→ **What is required**: In each of the following entries, swap "put a dot on" for "mark" and leave every other word as it is.

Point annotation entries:
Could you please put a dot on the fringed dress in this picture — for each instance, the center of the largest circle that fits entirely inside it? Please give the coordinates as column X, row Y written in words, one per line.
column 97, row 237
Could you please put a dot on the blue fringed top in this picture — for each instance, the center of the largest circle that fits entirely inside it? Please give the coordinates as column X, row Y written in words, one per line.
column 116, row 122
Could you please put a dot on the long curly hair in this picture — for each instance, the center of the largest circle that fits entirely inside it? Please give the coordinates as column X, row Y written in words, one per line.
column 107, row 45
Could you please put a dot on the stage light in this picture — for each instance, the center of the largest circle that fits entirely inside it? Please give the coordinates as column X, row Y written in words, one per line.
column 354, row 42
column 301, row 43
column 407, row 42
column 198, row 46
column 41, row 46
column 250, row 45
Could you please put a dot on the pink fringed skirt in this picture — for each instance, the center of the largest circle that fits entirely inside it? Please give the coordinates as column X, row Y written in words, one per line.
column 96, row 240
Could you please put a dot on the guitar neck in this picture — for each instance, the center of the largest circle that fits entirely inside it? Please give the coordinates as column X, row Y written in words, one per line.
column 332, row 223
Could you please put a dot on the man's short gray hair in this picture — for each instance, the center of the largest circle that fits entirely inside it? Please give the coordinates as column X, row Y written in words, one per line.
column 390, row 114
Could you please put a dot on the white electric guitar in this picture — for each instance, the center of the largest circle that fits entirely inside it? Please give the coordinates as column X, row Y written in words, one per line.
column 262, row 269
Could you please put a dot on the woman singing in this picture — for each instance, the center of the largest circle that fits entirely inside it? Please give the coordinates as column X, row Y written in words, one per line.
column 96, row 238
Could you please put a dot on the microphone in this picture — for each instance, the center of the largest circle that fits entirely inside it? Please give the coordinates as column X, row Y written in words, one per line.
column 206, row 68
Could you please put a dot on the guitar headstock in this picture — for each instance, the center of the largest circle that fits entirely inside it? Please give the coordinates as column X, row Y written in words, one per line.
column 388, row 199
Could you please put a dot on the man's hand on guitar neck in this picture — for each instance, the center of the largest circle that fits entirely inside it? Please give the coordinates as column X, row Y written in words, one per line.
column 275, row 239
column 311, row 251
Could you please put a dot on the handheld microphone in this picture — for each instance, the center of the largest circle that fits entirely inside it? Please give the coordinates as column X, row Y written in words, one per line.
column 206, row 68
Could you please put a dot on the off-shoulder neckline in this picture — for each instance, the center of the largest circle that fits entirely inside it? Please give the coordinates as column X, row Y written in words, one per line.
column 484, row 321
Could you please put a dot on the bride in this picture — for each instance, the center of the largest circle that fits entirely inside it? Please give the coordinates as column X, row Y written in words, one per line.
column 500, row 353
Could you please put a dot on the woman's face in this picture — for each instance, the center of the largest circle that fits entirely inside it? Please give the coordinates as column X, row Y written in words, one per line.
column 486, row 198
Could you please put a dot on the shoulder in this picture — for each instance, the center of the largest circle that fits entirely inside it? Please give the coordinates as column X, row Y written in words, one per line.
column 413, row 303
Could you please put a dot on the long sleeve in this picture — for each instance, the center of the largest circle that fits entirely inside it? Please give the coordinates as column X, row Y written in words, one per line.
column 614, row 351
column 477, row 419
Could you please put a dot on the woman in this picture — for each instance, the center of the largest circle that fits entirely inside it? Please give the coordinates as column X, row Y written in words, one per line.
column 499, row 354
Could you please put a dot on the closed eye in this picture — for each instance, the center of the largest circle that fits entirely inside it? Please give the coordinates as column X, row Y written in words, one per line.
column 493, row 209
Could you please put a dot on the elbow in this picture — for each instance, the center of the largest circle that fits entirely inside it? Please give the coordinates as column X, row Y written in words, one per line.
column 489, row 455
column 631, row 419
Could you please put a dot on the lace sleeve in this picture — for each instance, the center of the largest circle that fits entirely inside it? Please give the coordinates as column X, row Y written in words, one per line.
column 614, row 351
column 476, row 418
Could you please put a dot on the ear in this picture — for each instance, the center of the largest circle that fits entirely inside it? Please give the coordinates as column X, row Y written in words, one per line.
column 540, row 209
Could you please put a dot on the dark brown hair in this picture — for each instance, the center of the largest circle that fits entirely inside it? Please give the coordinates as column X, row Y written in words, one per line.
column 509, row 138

→ **Result for this exercise**:
Could you please mark the fringed dress in this picture — for each instance, the center of the largest circle that fits entirely inside it? Please give the coordinates as column X, row Y written in words, one per line.
column 97, row 237
Could you please mark the blue fringed top in this picture — for each instance, the center of the largest circle that fits entirely inside it? Please give the coordinates as column X, row Y written in words, one per line.
column 116, row 122
Could you please mark the long curly hair in this picture — for each instance, the center of the largest circle that fits entirely inside it? Please give the coordinates as column X, row Y written in words, one per line.
column 107, row 45
Could you please mark the stage light in this picture — for each instance, the center of the largest circle that fits entirely inside it? Please give the coordinates as column X, row Y written in words, one per line.
column 354, row 42
column 301, row 43
column 407, row 42
column 198, row 46
column 41, row 46
column 250, row 45
Could you please mark the pink fringed skirt in this picture — for each instance, the center of the largest circle that fits entirely inside it? Please give the coordinates as column X, row Y written in words, one per line.
column 96, row 240
Could you please mark the guitar neck in this picture — for each instance, the center of the largest circle that fits entirely inside it? Please give the coordinates as column X, row Y written in words, one per line.
column 332, row 223
Could you please mark the man's short gray hair in this picture — for each instance, the center of the largest circle that fits entirely inside it? Please give the coordinates as column X, row Y written in words, one per line.
column 390, row 114
Could you please mark the white electric guitar in this picture — for each instance, the center of the largest circle that fits entirely inside it? Please give the coordinates as column X, row Y written in words, one per line.
column 262, row 269
Could you please mark the woman singing in this picture — for each instance, the center of the largest circle that fits entirely inside it? Please give the coordinates as column X, row Y written in words, one per line.
column 96, row 238
Could you please mark the microphone in this picture — for each instance, the center of the largest circle that fits entirely inside it? Please give the coordinates as column X, row Y written in words, one per line.
column 206, row 68
Could you please mark the guitar headstock in this picture — for each instance, the center of the largest circle that fits entirely inside it? Please give the coordinates as column X, row Y written in words, one per line.
column 388, row 199
Could you please mark the man's hand on guitar neck in this picture — for each instance, the center of the largest circle that fits entirely inside it? Please give the coordinates as column X, row Y written in words, one per line.
column 275, row 239
column 311, row 251
Could you please mark the handheld microphone in this picture — for each instance, the center of the largest circle that fits entirely inside it? Please give the coordinates as column X, row Y written in words, one per line.
column 206, row 68
Could you please mark the off-shoulder neckline in this picture — for each instance, the center of the largest circle that fits entirely inside it? Please give the coordinates as column X, row Y written in words, one per line.
column 484, row 321
Could you please mark the bride in this picture — for each instance, the center of the largest circle that fits entirely inside it? Please give the coordinates as column X, row Y written in words, one per line.
column 500, row 353
Could you please mark the woman's face in this picture — for each instance, the center of the largest circle that fits entirely inside it? Please give the coordinates as column X, row Y written in words, one per line.
column 486, row 198
Could you please mark the shoulder in this picture — for each instance, the center of the largest circle that fits entirely inside it? Please give the coordinates as column X, row Y written in words, one per line.
column 413, row 303
Could you please mark the long sleeve in this picture — for each instance, the center of the largest circle that fits entirely inside it? Please give the coordinates as column X, row Y written in words, one per line.
column 614, row 351
column 477, row 419
Could you please mark the woman in this picture — for each instance, the center of the largest circle that fits entirely inside it? Please give the coordinates as column X, row Y written in words, one per line.
column 499, row 354
Could you please mark the closed eye in this picture — for each instance, the center of the largest circle that fits entirely inside it? Please give the coordinates as column X, row Y written in words, one per line.
column 493, row 209
Could you please mark the elbow in this picture — for each instance, the center of the largest circle that fits entirely inside it? Please give the coordinates as column X, row Y written in words, one per line.
column 489, row 455
column 631, row 419
Could you please mark the lace sleeve in this picture — for each instance, the center of the largest circle that fits entirely inside it? Please give the coordinates as column X, row Y written in words, one per line.
column 614, row 351
column 476, row 418
Could you please mark the ear in this picture — for each instance, the center of the largest circle that fits entirely inside it? Please give the coordinates as column X, row Y written in words, one per line.
column 540, row 209
Could you please mark the dark brown hair in this picture — for each instance, the center of the largest circle that fits entirely inside it? Please give the coordinates as column X, row Y written in words, one per line.
column 509, row 138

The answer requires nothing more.